Problem to work on: Render the records below as a numbered list, leaving out any blank lines.

begin Dataset content

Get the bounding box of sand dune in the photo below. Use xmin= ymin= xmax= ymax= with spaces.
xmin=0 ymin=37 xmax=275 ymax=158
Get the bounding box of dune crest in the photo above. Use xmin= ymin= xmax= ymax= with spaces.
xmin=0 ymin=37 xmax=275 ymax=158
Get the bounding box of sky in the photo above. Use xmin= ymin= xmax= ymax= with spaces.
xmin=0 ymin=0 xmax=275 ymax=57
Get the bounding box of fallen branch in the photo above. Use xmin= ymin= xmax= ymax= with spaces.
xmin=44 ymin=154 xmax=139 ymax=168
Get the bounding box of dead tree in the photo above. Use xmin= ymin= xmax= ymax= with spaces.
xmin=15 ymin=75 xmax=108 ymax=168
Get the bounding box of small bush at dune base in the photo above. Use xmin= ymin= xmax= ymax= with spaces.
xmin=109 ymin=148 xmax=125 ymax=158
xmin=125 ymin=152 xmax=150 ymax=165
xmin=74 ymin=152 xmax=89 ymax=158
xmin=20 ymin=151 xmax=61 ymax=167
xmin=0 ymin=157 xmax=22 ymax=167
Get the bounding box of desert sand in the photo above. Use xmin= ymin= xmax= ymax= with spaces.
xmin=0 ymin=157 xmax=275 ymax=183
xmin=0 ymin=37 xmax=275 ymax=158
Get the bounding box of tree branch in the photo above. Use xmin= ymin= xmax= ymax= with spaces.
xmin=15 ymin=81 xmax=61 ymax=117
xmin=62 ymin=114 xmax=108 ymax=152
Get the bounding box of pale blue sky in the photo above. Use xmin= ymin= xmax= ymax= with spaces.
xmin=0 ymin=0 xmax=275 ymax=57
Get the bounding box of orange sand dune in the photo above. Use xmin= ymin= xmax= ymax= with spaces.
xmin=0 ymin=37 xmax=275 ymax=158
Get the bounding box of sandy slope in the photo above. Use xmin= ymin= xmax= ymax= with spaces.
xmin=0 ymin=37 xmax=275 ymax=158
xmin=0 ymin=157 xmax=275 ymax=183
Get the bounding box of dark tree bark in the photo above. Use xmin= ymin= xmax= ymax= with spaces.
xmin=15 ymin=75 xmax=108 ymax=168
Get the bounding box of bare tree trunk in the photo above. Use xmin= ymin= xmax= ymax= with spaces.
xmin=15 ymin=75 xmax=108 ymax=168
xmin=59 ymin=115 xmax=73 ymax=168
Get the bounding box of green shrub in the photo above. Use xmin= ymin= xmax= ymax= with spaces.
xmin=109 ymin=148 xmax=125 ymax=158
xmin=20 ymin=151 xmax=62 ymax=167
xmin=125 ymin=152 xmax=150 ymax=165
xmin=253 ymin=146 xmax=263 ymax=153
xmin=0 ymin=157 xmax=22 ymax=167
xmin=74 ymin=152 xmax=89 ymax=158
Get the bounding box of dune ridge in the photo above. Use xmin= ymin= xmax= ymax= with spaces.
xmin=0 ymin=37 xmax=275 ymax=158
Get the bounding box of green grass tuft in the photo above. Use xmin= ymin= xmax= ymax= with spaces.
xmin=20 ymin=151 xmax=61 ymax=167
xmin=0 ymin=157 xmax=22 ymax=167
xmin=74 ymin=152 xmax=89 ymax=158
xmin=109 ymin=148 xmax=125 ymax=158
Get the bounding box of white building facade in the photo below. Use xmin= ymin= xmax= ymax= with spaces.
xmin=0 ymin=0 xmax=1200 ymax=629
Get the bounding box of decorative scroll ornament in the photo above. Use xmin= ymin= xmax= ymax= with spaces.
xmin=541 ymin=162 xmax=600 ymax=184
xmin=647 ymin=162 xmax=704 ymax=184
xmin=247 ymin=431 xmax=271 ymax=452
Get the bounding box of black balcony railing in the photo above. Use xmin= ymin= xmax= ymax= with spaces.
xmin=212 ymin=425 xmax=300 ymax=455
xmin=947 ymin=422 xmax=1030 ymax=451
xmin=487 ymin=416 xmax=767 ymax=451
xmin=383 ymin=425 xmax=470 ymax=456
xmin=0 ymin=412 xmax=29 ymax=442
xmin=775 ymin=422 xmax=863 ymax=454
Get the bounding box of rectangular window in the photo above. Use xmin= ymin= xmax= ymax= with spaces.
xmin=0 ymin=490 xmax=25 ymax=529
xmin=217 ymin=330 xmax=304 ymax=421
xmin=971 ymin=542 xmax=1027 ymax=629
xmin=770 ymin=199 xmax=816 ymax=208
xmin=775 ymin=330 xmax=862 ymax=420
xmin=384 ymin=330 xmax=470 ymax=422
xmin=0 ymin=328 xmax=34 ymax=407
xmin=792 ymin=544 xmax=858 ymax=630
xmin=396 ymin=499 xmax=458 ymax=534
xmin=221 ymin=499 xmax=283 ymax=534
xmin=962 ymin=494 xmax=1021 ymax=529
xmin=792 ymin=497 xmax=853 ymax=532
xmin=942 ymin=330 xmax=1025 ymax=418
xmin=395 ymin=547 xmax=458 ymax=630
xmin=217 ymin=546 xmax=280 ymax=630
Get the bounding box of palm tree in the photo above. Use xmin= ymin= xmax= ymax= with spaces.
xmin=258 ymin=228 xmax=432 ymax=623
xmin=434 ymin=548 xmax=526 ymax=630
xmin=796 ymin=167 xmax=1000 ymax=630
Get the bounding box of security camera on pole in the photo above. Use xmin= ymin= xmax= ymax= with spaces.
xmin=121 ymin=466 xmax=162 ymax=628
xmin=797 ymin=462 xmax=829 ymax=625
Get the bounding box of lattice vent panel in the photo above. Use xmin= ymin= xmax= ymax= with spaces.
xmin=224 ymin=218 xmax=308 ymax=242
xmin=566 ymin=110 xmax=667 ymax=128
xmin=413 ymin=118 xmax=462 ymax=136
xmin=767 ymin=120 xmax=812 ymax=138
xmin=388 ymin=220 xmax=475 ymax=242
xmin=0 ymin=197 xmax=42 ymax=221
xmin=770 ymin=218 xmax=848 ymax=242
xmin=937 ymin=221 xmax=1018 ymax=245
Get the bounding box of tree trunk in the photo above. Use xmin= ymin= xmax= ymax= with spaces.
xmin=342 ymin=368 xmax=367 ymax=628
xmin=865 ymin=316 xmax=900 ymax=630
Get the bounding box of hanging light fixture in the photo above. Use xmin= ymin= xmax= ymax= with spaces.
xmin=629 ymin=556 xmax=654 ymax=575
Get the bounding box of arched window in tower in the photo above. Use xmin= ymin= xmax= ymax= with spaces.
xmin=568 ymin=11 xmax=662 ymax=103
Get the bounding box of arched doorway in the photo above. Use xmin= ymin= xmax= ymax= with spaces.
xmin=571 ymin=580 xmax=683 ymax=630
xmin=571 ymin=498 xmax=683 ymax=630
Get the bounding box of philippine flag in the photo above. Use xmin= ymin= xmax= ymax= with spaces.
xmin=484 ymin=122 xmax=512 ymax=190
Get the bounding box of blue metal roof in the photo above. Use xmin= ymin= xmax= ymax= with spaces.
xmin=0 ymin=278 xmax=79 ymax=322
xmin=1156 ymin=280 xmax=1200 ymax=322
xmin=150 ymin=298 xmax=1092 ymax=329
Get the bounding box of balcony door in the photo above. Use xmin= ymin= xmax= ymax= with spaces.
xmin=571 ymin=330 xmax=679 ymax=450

end Dataset content

Problem solution:
1. Get the bounding box of sand dune in the photo below. Use xmin= ymin= xmax= ymax= with spaces.
2. xmin=0 ymin=37 xmax=275 ymax=158
3. Get the bounding box of dune crest in the photo above. Use xmin= ymin= xmax= ymax= with spaces.
4. xmin=0 ymin=37 xmax=275 ymax=158
5. Get the bounding box of sky in the photo above. Use xmin= ymin= xmax= ymax= with spaces.
6. xmin=0 ymin=0 xmax=275 ymax=57
7. Get the bounding box of fallen branch in the photo above. Use xmin= ymin= xmax= ymax= with spaces.
8. xmin=44 ymin=154 xmax=139 ymax=168
9. Get the bounding box of dead tree in the photo above. Use xmin= ymin= xmax= ymax= with spaces.
10. xmin=15 ymin=75 xmax=108 ymax=168
11. Get the bounding box of small bush at dune base in the photo above. Use xmin= ymin= xmax= ymax= with spaces.
12. xmin=109 ymin=148 xmax=125 ymax=158
13. xmin=125 ymin=152 xmax=150 ymax=165
14. xmin=74 ymin=152 xmax=89 ymax=158
15. xmin=20 ymin=151 xmax=61 ymax=167
16. xmin=0 ymin=157 xmax=22 ymax=167
17. Get the bounding box of desert sand in the photo above. Use xmin= ymin= xmax= ymax= with spaces.
18. xmin=0 ymin=157 xmax=275 ymax=183
19. xmin=0 ymin=37 xmax=275 ymax=158
20. Get the bounding box of tree branch in the photo above. Use xmin= ymin= xmax= ymax= with spaces.
21. xmin=15 ymin=81 xmax=61 ymax=117
22. xmin=62 ymin=114 xmax=108 ymax=152
23. Get the bounding box of pale blue sky in the photo above. Use xmin= ymin= xmax= ymax= with spaces.
24. xmin=0 ymin=0 xmax=275 ymax=57
25. Get the bounding box of orange sand dune in the photo above. Use xmin= ymin= xmax= ymax= with spaces.
26. xmin=0 ymin=37 xmax=275 ymax=158
27. Get the bounding box of sandy slope in the photo above. Use xmin= ymin= xmax= ymax= with spaces.
28. xmin=0 ymin=37 xmax=275 ymax=158
29. xmin=0 ymin=157 xmax=275 ymax=183
30. Get the bounding box of dark tree bark in the photo above. Use xmin= ymin= xmax= ymax= with spaces.
31. xmin=15 ymin=75 xmax=108 ymax=168
32. Get the bounding box of bare tree trunk in the photo above. Use xmin= ymin= xmax= ymax= with spaces.
33. xmin=15 ymin=75 xmax=108 ymax=168
34. xmin=59 ymin=115 xmax=73 ymax=168
35. Get the bounding box of green shrub in the photo above. Use xmin= ymin= xmax= ymax= with spaces.
36. xmin=109 ymin=148 xmax=125 ymax=158
37. xmin=20 ymin=151 xmax=62 ymax=167
38. xmin=125 ymin=152 xmax=150 ymax=165
39. xmin=253 ymin=146 xmax=263 ymax=153
40. xmin=0 ymin=157 xmax=22 ymax=167
41. xmin=74 ymin=152 xmax=89 ymax=158
42. Get the bounding box of dune ridge in the photo above. Use xmin= ymin= xmax= ymax= with spaces.
43. xmin=0 ymin=37 xmax=275 ymax=158
44. Get the bounding box of green grass tuft in the photo above. Use xmin= ymin= xmax= ymax= with spaces.
45. xmin=20 ymin=151 xmax=61 ymax=167
46. xmin=0 ymin=157 xmax=22 ymax=167
47. xmin=74 ymin=152 xmax=89 ymax=158
48. xmin=109 ymin=148 xmax=125 ymax=158
49. Get the bounding box of white building facade in the photo below. Use xmin= ymin= xmax= ymax= with spaces.
50. xmin=0 ymin=0 xmax=1200 ymax=629
51. Get the bounding box of decorative scroll ornament in the photo above. Use xmin= ymin= xmax= ymax= with spaces.
52. xmin=541 ymin=162 xmax=600 ymax=184
53. xmin=647 ymin=162 xmax=704 ymax=184
54. xmin=247 ymin=431 xmax=271 ymax=452
55. Get the bounding box of black balcony railing in the photo above. Use xmin= ymin= xmax= ymax= with spaces.
56. xmin=212 ymin=425 xmax=300 ymax=455
57. xmin=947 ymin=422 xmax=1030 ymax=451
58. xmin=487 ymin=416 xmax=767 ymax=451
59. xmin=383 ymin=425 xmax=470 ymax=456
60. xmin=0 ymin=412 xmax=29 ymax=442
61. xmin=775 ymin=422 xmax=863 ymax=454
62. Get the bounding box of rectangular window in the photo above. Use xmin= ymin= xmax= ymax= with spaces.
63. xmin=0 ymin=490 xmax=25 ymax=529
64. xmin=217 ymin=330 xmax=304 ymax=421
65. xmin=971 ymin=542 xmax=1027 ymax=629
66. xmin=770 ymin=199 xmax=816 ymax=208
67. xmin=775 ymin=330 xmax=862 ymax=420
68. xmin=384 ymin=330 xmax=470 ymax=422
69. xmin=0 ymin=328 xmax=34 ymax=407
70. xmin=792 ymin=544 xmax=858 ymax=630
71. xmin=396 ymin=499 xmax=458 ymax=534
72. xmin=221 ymin=499 xmax=283 ymax=534
73. xmin=962 ymin=494 xmax=1021 ymax=529
74. xmin=792 ymin=497 xmax=853 ymax=532
75. xmin=942 ymin=330 xmax=1025 ymax=418
76. xmin=395 ymin=547 xmax=458 ymax=630
77. xmin=217 ymin=546 xmax=280 ymax=630
78. Get the bounding box of palm tree in the photo above. Use xmin= ymin= xmax= ymax= with spaces.
79. xmin=258 ymin=228 xmax=432 ymax=623
80. xmin=434 ymin=548 xmax=526 ymax=630
81. xmin=796 ymin=167 xmax=1000 ymax=630
82. Get the bounding box of security camera on pole in the photo above. Use xmin= ymin= xmax= ymax= with spaces.
83. xmin=121 ymin=466 xmax=162 ymax=628
84. xmin=797 ymin=462 xmax=829 ymax=625
85. Get the bounding box of lattice vent panel in the photo above. Use xmin= ymin= xmax= ymax= with spaces.
86. xmin=224 ymin=218 xmax=308 ymax=242
87. xmin=566 ymin=110 xmax=667 ymax=128
88. xmin=413 ymin=118 xmax=462 ymax=136
89. xmin=767 ymin=120 xmax=812 ymax=138
90. xmin=388 ymin=220 xmax=475 ymax=242
91. xmin=0 ymin=197 xmax=42 ymax=221
92. xmin=770 ymin=218 xmax=848 ymax=242
93. xmin=937 ymin=221 xmax=1018 ymax=245
94. Get the bounding box of tree trunk in the photo above. Use xmin= ymin= xmax= ymax= with spaces.
95. xmin=342 ymin=368 xmax=367 ymax=628
96. xmin=865 ymin=316 xmax=900 ymax=630
97. Get the bounding box of hanging light fixture in the photo above. Use xmin= ymin= xmax= ymax= with spaces.
98. xmin=629 ymin=556 xmax=654 ymax=575
99. Get the bounding box of arched window in tower in the photo above. Use xmin= ymin= xmax= ymax= with spaces.
100. xmin=568 ymin=11 xmax=662 ymax=103
101. Get the bounding box of arched doorway in the photo above. Use xmin= ymin= xmax= ymax= with spaces.
102. xmin=571 ymin=580 xmax=683 ymax=630
103. xmin=571 ymin=498 xmax=683 ymax=630
104. Get the bounding box of philippine flag in the photo above. Use xmin= ymin= xmax= ymax= with spaces.
105. xmin=484 ymin=122 xmax=512 ymax=190
106. Get the bounding box of blue metal roof in the photo above. Use xmin= ymin= xmax= ymax= with spaces.
107. xmin=0 ymin=278 xmax=79 ymax=322
108. xmin=1156 ymin=280 xmax=1200 ymax=322
109. xmin=150 ymin=298 xmax=1092 ymax=329
110. Get the bounding box of balcony door in the photo above. Use xmin= ymin= xmax= ymax= with spaces.
111. xmin=571 ymin=330 xmax=679 ymax=450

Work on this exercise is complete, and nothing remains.